((

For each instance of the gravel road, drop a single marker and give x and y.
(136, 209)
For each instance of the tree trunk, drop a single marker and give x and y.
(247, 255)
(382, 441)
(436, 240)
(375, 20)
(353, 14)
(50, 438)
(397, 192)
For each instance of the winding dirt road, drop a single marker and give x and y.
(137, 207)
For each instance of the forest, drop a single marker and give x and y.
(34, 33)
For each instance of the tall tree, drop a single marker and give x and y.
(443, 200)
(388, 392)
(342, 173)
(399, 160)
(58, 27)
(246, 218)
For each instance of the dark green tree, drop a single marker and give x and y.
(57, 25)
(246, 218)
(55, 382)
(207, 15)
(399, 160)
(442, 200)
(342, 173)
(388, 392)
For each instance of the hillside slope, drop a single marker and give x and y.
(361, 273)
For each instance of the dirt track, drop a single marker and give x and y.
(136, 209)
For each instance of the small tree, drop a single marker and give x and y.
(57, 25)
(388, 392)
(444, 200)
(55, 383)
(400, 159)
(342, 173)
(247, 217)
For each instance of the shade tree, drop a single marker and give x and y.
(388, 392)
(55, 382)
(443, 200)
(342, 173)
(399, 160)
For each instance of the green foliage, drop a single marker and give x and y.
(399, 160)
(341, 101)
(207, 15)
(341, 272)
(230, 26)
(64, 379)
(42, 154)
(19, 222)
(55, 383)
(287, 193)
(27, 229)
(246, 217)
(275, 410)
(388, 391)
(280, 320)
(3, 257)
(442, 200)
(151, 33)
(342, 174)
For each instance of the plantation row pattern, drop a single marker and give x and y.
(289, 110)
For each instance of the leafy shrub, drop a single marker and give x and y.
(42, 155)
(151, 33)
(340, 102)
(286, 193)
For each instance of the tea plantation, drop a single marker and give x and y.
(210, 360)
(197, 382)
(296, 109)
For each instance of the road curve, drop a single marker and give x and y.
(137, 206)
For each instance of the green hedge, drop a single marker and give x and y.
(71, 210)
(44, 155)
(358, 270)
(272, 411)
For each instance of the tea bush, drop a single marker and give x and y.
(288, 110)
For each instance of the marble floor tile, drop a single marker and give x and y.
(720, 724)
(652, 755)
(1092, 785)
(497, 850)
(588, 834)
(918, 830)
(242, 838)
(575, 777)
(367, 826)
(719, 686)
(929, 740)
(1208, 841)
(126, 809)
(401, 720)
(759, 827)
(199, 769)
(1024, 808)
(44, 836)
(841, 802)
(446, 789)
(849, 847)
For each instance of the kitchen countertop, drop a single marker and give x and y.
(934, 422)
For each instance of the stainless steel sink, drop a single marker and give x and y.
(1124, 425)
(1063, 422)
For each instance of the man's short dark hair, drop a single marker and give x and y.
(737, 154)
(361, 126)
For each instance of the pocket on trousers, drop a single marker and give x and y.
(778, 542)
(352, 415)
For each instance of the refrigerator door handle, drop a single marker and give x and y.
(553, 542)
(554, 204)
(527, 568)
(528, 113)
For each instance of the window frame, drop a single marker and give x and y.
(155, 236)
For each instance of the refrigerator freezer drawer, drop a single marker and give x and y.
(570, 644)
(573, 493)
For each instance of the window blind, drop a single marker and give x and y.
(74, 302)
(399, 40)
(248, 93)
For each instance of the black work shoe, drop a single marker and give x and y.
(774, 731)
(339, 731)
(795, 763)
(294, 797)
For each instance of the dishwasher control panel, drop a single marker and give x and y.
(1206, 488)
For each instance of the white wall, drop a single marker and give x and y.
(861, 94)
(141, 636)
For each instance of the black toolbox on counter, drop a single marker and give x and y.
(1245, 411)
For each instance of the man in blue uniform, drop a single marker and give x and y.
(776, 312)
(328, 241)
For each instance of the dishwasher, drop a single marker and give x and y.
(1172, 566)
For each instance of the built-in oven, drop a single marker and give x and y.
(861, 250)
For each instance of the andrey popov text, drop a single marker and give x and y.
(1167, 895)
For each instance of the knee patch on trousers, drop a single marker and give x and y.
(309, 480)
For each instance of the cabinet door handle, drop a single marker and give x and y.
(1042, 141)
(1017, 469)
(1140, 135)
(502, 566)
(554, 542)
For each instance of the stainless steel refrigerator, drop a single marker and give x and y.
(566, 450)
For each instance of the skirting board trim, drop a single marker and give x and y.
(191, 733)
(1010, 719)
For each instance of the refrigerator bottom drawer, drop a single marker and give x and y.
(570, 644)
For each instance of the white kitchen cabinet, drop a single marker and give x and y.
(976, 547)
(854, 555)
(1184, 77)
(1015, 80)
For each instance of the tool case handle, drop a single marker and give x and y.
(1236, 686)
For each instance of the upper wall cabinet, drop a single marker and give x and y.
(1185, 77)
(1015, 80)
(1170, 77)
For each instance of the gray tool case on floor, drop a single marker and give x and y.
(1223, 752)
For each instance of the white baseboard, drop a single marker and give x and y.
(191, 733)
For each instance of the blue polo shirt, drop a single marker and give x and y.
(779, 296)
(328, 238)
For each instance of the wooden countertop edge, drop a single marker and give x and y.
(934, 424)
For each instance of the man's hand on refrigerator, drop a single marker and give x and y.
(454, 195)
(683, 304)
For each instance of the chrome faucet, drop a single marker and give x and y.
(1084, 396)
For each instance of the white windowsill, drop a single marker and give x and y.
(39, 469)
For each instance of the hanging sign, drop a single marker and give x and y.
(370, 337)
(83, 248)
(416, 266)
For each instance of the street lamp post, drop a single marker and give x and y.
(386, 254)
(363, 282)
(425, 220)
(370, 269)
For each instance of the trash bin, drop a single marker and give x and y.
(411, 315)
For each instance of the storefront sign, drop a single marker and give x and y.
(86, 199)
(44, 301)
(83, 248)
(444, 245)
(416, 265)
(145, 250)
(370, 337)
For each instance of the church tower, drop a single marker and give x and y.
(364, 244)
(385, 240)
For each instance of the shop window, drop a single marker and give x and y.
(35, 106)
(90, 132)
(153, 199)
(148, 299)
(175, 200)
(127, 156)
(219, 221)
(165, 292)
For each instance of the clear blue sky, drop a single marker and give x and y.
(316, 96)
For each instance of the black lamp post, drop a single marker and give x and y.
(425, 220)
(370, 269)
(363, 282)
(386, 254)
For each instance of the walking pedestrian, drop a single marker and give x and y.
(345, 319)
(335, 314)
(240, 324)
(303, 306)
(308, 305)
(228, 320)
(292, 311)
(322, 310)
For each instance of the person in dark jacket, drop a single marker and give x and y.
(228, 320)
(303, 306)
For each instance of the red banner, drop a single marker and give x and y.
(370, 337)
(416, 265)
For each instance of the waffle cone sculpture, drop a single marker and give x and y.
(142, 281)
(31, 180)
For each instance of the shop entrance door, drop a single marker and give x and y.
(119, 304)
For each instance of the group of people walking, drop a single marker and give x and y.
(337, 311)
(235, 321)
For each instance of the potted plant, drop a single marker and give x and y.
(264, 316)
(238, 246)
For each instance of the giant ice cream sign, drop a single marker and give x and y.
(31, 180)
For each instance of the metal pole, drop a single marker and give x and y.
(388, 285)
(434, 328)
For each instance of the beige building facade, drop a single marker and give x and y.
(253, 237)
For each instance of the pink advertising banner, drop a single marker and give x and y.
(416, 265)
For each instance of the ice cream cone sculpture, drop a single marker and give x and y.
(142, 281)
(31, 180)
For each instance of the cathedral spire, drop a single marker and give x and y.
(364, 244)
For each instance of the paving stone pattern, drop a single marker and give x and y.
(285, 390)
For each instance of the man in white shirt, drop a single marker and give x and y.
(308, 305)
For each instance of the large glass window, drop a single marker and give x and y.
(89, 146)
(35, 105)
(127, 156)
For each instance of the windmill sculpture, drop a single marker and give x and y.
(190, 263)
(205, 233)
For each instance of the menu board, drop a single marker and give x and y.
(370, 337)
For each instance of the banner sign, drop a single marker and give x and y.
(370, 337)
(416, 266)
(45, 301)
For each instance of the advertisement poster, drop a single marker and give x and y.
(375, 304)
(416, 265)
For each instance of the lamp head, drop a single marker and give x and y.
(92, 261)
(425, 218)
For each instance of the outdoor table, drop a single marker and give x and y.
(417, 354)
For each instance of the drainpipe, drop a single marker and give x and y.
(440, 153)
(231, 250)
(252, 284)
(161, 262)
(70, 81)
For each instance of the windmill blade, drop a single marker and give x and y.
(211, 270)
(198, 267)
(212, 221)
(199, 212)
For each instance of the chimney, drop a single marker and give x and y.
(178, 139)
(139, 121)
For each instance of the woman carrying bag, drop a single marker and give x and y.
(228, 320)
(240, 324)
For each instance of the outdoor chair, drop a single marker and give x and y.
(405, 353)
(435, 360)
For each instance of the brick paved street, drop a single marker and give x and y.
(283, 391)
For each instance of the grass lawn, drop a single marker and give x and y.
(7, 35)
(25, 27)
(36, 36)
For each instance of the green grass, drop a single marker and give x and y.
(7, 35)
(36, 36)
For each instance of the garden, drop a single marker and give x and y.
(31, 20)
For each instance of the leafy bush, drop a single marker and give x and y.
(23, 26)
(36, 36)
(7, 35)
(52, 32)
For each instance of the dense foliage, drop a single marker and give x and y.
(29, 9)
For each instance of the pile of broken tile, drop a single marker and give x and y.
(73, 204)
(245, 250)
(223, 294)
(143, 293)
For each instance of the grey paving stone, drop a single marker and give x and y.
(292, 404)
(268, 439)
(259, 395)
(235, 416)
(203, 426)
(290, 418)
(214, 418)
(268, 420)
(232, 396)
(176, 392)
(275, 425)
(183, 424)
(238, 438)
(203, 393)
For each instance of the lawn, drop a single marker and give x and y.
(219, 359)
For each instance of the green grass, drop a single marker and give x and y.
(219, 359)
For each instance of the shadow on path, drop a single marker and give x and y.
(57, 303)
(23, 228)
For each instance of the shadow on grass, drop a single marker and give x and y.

))

▶ [Your goal] Transcribe word for word the lines from the one holding "For each instance of the advertisement" to the last line of the listing above, inclusive.

▶ [Answer]
For each instance of the advertisement poster, drop a single marker and give x and y.
(375, 304)
(416, 265)
For each instance of the lamp head, drop a single marker and give x and y.
(92, 261)
(425, 218)
For each instance of the outdoor table, drop a single marker and give x and y.
(417, 354)
For each instance of the drainpipe, drop a single marker and give x and y.
(440, 153)
(231, 250)
(252, 284)
(161, 262)
(70, 81)
For each instance of the windmill blade, drop a single marker and give x and y.
(211, 270)
(198, 267)
(212, 221)
(199, 212)
For each instance of the chimney, drop a single marker and give x and y.
(178, 139)
(139, 121)
For each instance of the woman carrying bag, drop a single marker and give x and y.
(228, 320)
(240, 324)
For each instance of the outdoor chair, drop a single marker and give x and y.
(405, 353)
(435, 360)
For each instance of the brick paved street, drop a single marker and give x and y.
(283, 391)
For each instance of the grass lawn, drop a single marker and give x and y.
(7, 35)
(25, 27)
(36, 36)
For each instance of the green grass, drop a single marker and give x and y.
(7, 35)
(36, 36)
For each instance of the garden, drop a single marker and give x and y.
(31, 20)
For each instance of the leafy bush, drop a single marker and give x and y.
(23, 26)
(36, 36)
(7, 35)
(52, 32)
For each instance of the dense foliage, drop a single marker and give x and y.
(29, 9)
For each instance of the pile of broken tile, drop a single marker and give x and y.
(73, 204)
(245, 250)
(223, 294)
(143, 293)
For each instance of the grey paving stone, drop a single marker and give x and y.
(292, 404)
(268, 439)
(259, 395)
(235, 416)
(203, 426)
(290, 418)
(214, 418)
(268, 420)
(232, 396)
(176, 392)
(275, 425)
(183, 424)
(238, 438)
(203, 393)
For each instance of the lawn, drop a single marker and give x and y.
(219, 359)
For each instance of the green grass, drop a single marker and give x and y.
(219, 359)
For each instance of the shadow on path, drop a single marker and give x and y.
(57, 303)
(23, 228)
For each instance of the shadow on grass, drop a single marker and give x and y.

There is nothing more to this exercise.